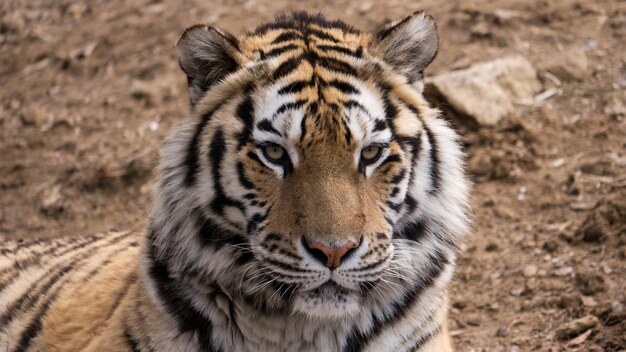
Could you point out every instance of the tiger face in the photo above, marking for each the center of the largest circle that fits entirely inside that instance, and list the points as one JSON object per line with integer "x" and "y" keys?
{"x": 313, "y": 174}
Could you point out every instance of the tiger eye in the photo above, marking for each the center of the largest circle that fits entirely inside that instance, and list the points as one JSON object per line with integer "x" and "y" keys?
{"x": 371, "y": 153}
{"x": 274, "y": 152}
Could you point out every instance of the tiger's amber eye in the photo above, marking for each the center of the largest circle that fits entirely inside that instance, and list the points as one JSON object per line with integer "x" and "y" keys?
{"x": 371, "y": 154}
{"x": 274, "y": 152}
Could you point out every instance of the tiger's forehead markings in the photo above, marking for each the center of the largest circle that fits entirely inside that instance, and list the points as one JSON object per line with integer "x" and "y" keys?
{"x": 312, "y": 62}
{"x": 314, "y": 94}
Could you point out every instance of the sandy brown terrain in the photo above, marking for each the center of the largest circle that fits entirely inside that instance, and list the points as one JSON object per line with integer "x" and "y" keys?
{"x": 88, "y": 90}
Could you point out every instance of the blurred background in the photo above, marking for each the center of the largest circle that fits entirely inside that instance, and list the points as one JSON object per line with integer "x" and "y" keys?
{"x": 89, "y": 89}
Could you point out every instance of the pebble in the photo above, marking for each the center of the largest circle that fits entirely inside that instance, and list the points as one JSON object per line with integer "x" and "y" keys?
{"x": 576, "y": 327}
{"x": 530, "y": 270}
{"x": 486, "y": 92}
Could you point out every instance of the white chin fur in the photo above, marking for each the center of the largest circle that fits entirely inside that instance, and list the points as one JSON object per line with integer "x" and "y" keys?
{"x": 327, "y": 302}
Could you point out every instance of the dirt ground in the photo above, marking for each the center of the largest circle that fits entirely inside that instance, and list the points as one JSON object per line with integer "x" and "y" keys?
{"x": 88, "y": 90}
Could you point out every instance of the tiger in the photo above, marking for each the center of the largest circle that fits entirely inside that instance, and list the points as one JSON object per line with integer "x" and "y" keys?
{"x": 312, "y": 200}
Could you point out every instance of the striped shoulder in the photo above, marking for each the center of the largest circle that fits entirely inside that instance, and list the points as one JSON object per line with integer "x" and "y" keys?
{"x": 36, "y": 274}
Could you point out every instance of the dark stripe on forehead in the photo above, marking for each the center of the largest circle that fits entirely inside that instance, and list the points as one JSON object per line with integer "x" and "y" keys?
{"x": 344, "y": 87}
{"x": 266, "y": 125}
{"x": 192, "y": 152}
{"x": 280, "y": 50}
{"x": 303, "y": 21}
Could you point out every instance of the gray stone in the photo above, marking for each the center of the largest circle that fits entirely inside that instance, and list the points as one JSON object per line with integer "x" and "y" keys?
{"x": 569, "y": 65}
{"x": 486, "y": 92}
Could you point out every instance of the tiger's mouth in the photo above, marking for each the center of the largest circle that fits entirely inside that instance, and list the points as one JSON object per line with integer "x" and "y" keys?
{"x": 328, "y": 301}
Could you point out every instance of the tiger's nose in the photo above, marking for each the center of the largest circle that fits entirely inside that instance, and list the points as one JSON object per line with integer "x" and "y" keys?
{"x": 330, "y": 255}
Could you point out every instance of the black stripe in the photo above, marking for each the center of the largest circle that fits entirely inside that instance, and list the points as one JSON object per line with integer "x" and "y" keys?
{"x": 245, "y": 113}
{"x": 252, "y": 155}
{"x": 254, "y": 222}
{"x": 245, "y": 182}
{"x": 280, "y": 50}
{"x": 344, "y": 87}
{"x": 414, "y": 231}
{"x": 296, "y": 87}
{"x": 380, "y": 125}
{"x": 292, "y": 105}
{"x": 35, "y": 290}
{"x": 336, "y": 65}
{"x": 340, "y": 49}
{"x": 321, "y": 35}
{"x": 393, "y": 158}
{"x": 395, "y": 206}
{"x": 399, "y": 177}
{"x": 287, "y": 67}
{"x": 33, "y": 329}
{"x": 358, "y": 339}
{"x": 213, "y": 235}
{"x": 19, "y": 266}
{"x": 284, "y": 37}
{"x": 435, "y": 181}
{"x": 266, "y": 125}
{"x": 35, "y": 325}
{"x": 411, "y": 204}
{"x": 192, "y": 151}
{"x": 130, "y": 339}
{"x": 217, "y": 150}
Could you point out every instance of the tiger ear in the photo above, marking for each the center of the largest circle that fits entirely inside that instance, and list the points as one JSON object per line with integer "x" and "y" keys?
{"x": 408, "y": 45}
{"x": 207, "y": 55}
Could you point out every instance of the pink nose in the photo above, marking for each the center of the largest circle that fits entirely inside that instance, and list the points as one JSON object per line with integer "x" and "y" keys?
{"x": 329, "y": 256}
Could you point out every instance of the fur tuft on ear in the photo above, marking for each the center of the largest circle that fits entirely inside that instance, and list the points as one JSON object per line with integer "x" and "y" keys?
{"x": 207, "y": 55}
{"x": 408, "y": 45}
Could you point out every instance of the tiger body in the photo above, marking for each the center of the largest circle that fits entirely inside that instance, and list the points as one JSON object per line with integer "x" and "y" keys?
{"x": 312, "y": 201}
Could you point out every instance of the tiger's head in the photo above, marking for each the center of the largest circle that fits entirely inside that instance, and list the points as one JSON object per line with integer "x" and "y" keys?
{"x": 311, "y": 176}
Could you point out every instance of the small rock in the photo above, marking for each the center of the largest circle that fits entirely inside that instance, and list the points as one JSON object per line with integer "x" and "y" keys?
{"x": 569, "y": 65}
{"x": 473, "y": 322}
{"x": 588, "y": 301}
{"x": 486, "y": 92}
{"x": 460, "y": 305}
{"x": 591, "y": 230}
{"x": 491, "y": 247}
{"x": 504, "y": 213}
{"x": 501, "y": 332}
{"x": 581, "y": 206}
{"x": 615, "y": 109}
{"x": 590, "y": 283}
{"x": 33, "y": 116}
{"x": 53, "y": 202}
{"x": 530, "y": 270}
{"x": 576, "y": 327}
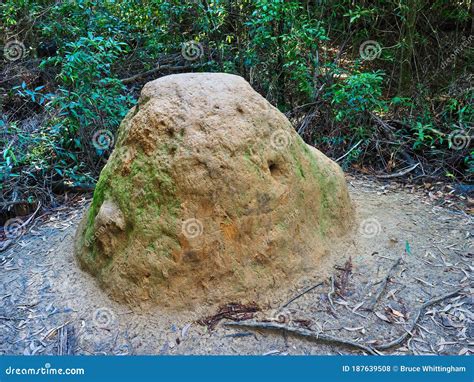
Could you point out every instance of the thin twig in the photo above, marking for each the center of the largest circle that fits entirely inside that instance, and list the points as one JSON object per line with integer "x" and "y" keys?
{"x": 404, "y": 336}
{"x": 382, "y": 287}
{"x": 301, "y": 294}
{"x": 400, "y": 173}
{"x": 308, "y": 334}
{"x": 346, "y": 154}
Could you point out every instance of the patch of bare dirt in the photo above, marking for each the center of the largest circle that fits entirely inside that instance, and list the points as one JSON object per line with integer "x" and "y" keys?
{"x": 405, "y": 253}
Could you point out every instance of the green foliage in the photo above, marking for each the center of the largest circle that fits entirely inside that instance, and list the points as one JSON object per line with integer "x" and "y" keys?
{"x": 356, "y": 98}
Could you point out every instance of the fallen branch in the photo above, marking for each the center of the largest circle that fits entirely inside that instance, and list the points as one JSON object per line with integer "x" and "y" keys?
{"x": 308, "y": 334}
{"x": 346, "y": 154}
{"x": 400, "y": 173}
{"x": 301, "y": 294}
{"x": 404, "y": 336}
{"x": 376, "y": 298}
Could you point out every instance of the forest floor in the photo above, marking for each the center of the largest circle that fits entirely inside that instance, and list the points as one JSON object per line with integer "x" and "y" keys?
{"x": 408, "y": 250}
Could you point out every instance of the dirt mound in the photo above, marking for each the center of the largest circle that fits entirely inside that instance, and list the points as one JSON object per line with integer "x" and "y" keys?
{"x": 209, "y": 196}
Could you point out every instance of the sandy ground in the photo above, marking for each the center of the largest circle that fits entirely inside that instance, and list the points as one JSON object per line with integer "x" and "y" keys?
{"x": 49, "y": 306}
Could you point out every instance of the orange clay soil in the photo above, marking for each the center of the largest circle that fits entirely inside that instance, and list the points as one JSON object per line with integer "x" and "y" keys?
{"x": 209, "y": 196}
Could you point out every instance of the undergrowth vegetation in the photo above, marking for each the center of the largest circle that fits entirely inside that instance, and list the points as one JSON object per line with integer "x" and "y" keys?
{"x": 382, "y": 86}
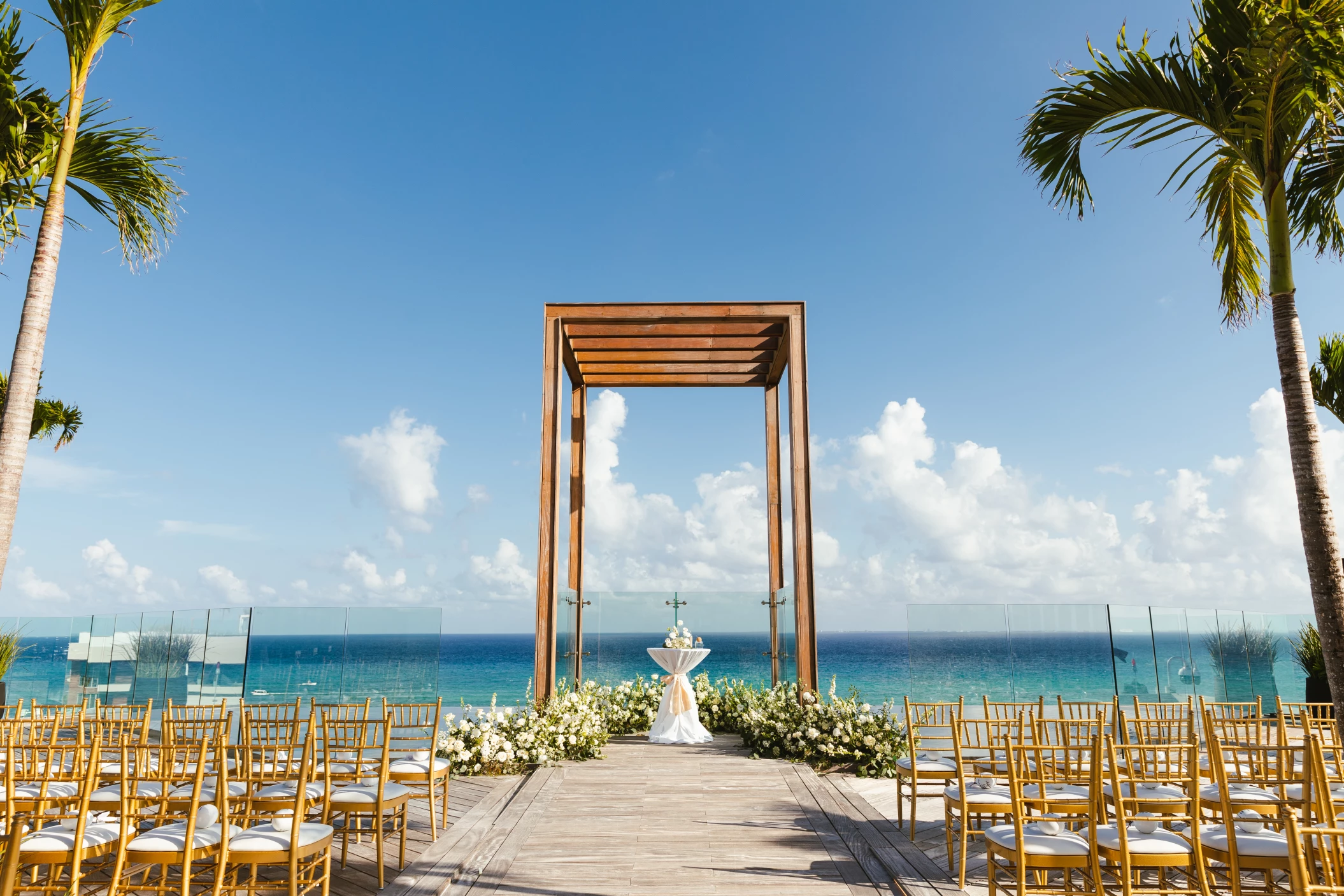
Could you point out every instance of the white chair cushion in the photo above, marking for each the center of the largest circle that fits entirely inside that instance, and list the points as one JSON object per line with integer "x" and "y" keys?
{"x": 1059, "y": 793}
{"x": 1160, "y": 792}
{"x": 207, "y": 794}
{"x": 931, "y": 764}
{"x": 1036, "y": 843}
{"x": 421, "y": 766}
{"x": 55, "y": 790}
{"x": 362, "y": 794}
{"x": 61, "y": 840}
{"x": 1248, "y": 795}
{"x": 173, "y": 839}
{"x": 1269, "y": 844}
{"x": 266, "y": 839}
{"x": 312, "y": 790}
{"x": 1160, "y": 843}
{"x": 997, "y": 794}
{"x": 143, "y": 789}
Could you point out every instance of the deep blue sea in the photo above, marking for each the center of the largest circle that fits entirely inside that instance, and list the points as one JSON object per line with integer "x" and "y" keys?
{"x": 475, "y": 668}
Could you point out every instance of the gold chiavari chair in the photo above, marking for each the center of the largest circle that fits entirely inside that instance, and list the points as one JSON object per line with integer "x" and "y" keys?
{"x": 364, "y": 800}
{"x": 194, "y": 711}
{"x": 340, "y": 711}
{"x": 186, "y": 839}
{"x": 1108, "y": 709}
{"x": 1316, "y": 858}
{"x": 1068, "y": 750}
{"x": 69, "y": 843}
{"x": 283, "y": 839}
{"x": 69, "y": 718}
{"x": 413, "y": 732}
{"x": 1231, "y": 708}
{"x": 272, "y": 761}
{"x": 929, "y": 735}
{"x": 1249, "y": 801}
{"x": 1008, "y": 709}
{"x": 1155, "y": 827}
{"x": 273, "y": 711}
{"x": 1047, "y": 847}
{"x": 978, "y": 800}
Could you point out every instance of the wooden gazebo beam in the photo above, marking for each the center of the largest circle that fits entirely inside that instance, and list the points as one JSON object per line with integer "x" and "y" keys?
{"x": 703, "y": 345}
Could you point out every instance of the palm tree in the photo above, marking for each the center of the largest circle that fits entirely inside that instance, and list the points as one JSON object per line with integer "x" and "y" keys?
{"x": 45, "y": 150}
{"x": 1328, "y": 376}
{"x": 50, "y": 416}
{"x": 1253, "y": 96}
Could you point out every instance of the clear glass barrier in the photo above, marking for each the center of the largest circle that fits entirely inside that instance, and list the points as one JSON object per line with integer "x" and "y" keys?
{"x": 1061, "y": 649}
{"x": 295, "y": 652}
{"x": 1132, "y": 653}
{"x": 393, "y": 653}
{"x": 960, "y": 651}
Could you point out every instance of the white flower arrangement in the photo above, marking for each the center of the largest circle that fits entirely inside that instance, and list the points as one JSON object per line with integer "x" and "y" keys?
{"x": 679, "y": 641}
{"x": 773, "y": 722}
▬▬▬▬▬▬
▸ **The problem**
Rewrite the records starting at the line that contains "Could you point out every instance of the palm" and ending at the end of the records, with "clear glass barrier" changed to "glass railing" and nothing else altered.

▸ **Response to the task**
Could you point out every instance of the palm tree in the photo above, marking for each the center of the largest circle that fits entirely inside that instance, and list the points as one JSON object per line with integer "x" and "y" keys?
{"x": 45, "y": 150}
{"x": 1328, "y": 376}
{"x": 50, "y": 416}
{"x": 1253, "y": 96}
Could you point out every instance of the glass railing in the photo above, marking for each the center of the largest circle that fits entirely inside that instance, and list the points as one JSON object per line with integer "x" and "y" keys?
{"x": 1061, "y": 649}
{"x": 295, "y": 652}
{"x": 1132, "y": 653}
{"x": 393, "y": 653}
{"x": 960, "y": 651}
Could you point out every instance of the white flower arrangement in the photo above, marking for each the center of the largest circle that fits entirely inside that instance, and list the points as one JSON object per line with integer "x" and "y" keys?
{"x": 679, "y": 641}
{"x": 773, "y": 722}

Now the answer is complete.